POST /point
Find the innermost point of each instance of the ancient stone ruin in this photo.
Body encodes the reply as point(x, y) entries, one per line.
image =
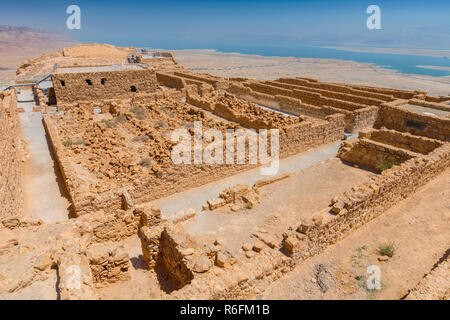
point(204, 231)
┄┄┄┄┄┄┄┄┄┄
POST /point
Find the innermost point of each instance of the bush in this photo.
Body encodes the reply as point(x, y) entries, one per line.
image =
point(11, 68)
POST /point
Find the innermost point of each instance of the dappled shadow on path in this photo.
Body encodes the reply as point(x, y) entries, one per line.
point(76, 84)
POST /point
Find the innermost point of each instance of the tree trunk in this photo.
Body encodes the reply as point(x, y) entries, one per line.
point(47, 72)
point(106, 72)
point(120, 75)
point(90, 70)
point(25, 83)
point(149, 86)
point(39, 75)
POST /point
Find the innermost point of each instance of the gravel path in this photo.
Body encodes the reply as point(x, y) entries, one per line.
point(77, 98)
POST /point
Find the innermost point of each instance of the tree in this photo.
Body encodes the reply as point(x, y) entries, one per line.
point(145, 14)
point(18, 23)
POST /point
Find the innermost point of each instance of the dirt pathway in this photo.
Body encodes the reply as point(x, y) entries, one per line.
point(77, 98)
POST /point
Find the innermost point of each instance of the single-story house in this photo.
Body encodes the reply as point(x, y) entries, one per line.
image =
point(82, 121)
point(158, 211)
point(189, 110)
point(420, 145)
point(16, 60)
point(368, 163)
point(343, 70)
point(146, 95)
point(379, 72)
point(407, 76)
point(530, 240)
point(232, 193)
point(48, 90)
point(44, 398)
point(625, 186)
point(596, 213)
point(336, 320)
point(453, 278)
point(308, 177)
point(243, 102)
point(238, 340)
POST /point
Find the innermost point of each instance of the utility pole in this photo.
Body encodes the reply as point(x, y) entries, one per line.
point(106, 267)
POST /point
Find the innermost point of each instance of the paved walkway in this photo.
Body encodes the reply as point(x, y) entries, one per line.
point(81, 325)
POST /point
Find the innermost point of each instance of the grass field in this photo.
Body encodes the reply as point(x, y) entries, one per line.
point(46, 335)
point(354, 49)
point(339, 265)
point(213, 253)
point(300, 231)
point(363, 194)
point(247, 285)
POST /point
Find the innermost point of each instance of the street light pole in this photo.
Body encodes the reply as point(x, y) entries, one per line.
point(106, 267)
┄┄┄┄┄┄┄┄┄┄
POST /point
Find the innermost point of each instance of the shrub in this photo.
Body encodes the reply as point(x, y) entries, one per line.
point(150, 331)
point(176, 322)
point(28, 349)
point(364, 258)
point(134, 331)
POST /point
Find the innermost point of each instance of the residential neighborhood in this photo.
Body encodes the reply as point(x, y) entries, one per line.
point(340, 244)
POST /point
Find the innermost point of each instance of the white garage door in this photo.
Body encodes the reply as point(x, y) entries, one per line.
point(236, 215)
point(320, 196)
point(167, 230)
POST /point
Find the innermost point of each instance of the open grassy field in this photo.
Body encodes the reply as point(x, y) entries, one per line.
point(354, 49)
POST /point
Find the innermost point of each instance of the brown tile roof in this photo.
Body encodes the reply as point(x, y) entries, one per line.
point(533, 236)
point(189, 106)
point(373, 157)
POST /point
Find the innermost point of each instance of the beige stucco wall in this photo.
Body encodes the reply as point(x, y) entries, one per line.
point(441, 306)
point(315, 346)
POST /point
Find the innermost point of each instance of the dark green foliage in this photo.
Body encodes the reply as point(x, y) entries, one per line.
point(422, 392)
┄┄┄┄┄┄┄┄┄┄
◆ **EXERCISE DIRECTIONS**: Locate every line in the data above that contains the word "field" and copy each one out. Case counts.

◆ **WRITTEN ANSWER**:
Find the innermost point of each instance of the grass field in this photo.
Find the innermost point of each instance of the open grassy field in this photo.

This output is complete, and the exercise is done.